* **BRANO DI LETTURA**:
--*--
Sturzo non amava che i partiti si finanziassero in modo occulto e presentò anche un disegno di legge per il deposito dello statuto in tribunale e per la pubblicazione dei bilanci.
La sindacatocrazia
Sturzo lamentava che Parlamento e Governo, i soli organi statali responsabili difronte alla nazione, avessero permesso l'ingerenza irresponsabile dei sindacati nelle delicate funzioni del potere legislativo. Sottolineava che i sindacati hanno sempre ostruito che lo sciopeero fosse regolato dalle legge come prescrive l'art. 40 della costituzione, per ricattare qualsiasi governo.
L'imprenditoria liberalstatalista
Osservava che il 90% della grandi industrie italiane sono diventate parassite dello Stato, vivono alle spalle del contribuente, questuano leggi di protezione, interventi, provvedimenti comprensvi, contributi a fondo perduto, invocano dallo Stato il salvataggio di aziende cancrenose.
Il comunismo e il fascismo
Entrambi per Sturzo sono ferocemente statalisti, fautori di un centralismo monopolistico nemico di ogni autonomia. Entrambi hanno abituato gli italiani a guardare istintivamente allo Stato come la principale fonte di benessere individuale, il sovventore di tutte le iniziative, il provveditore di tutte le miserie , il collocatore di tutti gli spostati.
I difetti degli italiani
Gli italiani hanno paura della libertà e per non volersi assumere responsabilità nè correre rischi, finiscono con il rassegnarsi a subire un parassitismo costoso e immorale dei vari enti e soprattutto il politicantismo affarista. L'italiano in genere è conformista o anarchico, è accentratore o dissolvitore, è autoritario o rivoluzionario.
La burocratizzazione
Occorre secondo Sturzo una profonda riforma della burocrazia che va riportata alla sua vera funzione amministrativa e di controllo pubblico. Soprattutto l'alleanza fra burocrazie e partiti e sindacati crea un potere superiore a quello costituzionale e sottopone i cittadini ad un dominio insopportabile e non eliminabile.La riforma secondo Sturzo necessita di necessarie garanzie per la carriera, chiusura delle porte alle immissioni arbitrarie di gente non formata o deformata, gli uffici devono essere immunizzati dagli influssi dei partiti, sì che nessun impiegato tema di perdere le promozioni e stabilità per ragioni politiche.
L'entite
Le critiche di Sturzo contro lo statalismo si rivolgevano anche contro la creazione di enti statali e parastatali che, oltre ad essere una gravosa eredità del fascismo, erano stati creati in abbondanza nel dopoguerra e con generosa incoscienza negli anni cinquanta. Sturzo lamentava la loro mancanza di rischi e di responsabilità ed il pericolo che avrebbe minato gli interessi reali del paese proliferando per la connivenza tra burocrati e politici, ma anche per l'invocazione dei cittadini difronte ad ogni più piccolo problema.
--*--
* **MATERIALE FORNITO**:
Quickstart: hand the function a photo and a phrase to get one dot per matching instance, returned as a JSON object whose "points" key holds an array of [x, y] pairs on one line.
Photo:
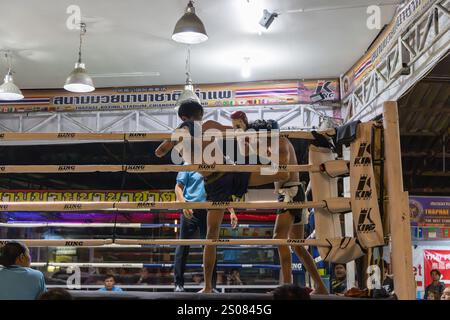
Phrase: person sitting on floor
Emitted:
--*--
* **CONSEGNA**: Trascrivi senza alcuna modifica, dal brano sulle critiche di Sturzo allo statalismo, il tratto che va da "Il comunismo e" fino a "tutti gli spostati.".

* **RISPOSTA**:
Il comunismo e il fascismo
Entrambi per Sturzo sono ferocemente statalisti, fautori di un centralismo monopolistico nemico di ogni autonomia. Entrambi hanno abituato gli italiani a guardare istintivamente allo Stato come la principale fonte di benessere individuale, il sovventore di tutte le iniziative, il provveditore di tutte le miserie , il collocatore di tutti gli spostati.